**Exercise:**
In the listing that follows, retype every line from the first through the one containing "Could you kindly pick out the eucalyptus". Pictures are to be left out.
--
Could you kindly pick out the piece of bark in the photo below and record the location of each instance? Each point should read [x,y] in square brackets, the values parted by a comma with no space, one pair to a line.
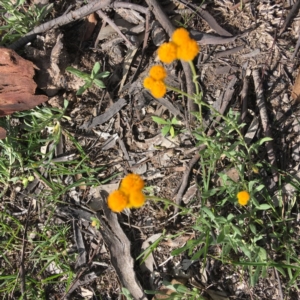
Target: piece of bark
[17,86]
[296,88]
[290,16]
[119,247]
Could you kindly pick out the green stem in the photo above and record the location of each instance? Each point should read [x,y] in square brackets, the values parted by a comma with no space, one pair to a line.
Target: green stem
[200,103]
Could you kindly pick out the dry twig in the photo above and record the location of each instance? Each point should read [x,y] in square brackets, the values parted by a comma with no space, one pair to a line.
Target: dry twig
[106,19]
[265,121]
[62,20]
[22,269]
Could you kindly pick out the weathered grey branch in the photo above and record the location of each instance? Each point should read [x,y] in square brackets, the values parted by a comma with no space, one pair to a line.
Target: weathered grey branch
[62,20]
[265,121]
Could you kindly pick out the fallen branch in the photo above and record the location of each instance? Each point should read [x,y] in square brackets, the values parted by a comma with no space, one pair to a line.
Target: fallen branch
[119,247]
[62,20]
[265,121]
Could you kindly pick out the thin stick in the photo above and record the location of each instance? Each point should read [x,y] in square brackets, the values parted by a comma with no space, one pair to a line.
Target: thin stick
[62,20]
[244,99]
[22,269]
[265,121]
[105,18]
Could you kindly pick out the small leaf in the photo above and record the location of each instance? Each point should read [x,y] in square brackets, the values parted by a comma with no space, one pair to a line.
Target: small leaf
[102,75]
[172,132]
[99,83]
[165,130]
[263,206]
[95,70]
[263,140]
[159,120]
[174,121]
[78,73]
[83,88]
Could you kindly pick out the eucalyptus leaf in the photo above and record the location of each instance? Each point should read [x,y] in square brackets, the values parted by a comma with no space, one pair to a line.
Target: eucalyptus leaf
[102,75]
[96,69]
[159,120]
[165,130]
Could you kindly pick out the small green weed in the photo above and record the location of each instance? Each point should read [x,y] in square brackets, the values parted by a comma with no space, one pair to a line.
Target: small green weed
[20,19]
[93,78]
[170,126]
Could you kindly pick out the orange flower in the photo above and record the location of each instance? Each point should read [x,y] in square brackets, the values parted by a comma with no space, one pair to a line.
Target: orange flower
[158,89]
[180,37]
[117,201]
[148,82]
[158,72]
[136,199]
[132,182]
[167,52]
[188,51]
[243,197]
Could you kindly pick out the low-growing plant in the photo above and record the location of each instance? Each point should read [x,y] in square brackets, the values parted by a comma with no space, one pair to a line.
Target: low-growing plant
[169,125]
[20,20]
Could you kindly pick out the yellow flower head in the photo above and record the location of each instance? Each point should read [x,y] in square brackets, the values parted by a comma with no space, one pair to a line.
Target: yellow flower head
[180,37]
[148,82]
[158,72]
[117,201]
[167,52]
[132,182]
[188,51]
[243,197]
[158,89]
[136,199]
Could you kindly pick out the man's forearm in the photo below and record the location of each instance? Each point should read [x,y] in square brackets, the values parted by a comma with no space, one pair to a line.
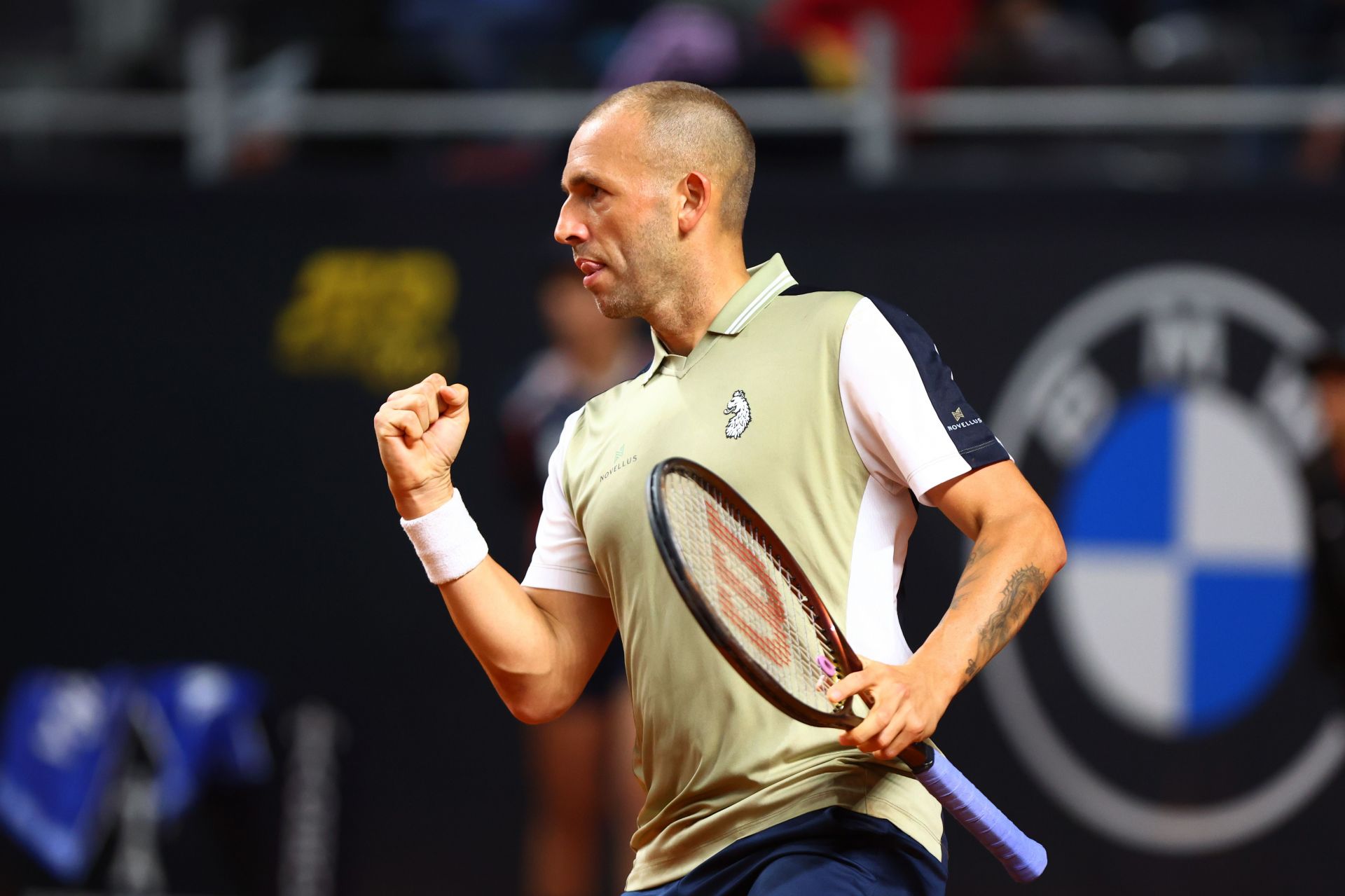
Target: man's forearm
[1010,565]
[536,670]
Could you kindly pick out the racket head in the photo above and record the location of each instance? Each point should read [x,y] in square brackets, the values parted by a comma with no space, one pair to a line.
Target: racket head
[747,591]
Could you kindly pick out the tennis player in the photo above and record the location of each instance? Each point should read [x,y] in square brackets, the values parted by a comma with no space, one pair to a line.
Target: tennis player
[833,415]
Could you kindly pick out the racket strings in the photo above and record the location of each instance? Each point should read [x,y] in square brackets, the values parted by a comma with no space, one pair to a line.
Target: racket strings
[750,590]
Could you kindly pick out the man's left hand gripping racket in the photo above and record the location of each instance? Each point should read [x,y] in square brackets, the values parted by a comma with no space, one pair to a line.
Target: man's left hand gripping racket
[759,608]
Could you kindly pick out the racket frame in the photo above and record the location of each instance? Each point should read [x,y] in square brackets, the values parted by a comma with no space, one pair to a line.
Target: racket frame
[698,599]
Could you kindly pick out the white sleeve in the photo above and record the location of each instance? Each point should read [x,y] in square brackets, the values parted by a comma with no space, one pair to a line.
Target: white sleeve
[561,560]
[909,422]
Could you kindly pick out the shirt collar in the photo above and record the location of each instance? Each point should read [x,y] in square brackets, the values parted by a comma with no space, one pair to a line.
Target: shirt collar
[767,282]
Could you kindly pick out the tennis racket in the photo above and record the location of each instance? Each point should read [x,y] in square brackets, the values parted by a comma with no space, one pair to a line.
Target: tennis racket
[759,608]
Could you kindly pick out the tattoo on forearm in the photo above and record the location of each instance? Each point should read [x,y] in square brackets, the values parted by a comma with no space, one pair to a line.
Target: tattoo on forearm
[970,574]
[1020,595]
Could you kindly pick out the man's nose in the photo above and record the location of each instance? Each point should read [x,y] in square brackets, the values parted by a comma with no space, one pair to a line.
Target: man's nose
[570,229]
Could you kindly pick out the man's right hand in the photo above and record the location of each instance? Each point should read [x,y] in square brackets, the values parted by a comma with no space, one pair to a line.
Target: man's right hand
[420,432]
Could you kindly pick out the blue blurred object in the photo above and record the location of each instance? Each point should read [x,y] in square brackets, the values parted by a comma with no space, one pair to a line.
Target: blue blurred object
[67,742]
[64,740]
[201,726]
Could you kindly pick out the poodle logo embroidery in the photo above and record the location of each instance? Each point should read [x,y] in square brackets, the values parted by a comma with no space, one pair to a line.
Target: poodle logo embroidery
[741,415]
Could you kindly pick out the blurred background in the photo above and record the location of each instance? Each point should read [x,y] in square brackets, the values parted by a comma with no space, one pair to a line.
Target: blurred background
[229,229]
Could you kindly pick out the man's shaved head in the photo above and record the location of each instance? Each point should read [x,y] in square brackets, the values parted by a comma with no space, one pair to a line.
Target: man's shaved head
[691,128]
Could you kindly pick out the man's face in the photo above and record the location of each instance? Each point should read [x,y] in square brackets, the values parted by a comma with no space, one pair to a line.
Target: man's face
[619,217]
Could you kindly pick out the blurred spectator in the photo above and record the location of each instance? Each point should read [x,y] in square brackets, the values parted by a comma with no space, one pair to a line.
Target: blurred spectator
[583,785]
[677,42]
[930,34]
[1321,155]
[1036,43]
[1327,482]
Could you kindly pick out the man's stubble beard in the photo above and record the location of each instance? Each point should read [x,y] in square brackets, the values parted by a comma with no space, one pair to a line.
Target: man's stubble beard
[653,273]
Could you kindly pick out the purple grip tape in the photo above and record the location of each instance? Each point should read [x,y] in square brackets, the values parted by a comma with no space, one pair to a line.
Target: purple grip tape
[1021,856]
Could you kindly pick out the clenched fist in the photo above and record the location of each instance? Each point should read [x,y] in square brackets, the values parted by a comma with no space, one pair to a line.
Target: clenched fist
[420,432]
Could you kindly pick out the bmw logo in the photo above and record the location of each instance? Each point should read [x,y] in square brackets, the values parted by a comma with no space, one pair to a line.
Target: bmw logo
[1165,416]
--
**Response to this task:**
Could you kindly pick out the piece of bark in the photo below and record the location of each instance? Each point should read [x,y] in square brackets, the values parted by a comma with no space, one pair to a line.
Target: piece of bark
[17,86]
[296,88]
[290,16]
[119,247]
Could you kindly pick out the green stem in the photo above and record the location of each instance? Each point should read [x,y] in square brackets, the values parted by a comma with no space, one pair to a line.
Target: green stem
[200,103]
Could you kindly pick out the dry twig in the photo above and record the location of each instance? Each point should read [x,y] in square brackets, the values parted by a comma with no space, one pair to a line.
Target: dry twig
[106,19]
[265,121]
[62,20]
[22,269]
Could you kindly pick out the weathered grey branch in the photo above and record the location of each instance? Each point should read [x,y] in square brackets, the values parted by a comma with no space, one pair to a line.
Target: weathered grey branch
[62,20]
[265,121]
Could you kindly pick out the fallen branch in the photo above and record the location of each instance? Each point should read [x,y] in square brackets, the values parted by a comma with no space, one pair to a line.
Target: fallen branch
[119,247]
[62,20]
[265,121]
Could you kindly pick out the thin stick in the photo above and record the location of each instance? Each point should read [x,y] in square brackets, the values parted by a comma with no space, one pair to a line.
Target: thin stick
[62,20]
[244,99]
[22,269]
[265,121]
[105,18]
Could you kindly pick out the small leaf in the photo above and record the location of each instance? Each point should read [x,y] in square brackets, the values parted by a comma with no space, one pair to a line.
Target: small leaf
[102,75]
[172,132]
[99,83]
[165,130]
[263,206]
[95,70]
[263,140]
[159,120]
[174,121]
[78,73]
[83,88]
Could you kindly pick out the eucalyptus leaf in the photo above and record the location of each instance? Each point should read [x,y] in square brackets, the values parted by a comma with no space, one pair to a line.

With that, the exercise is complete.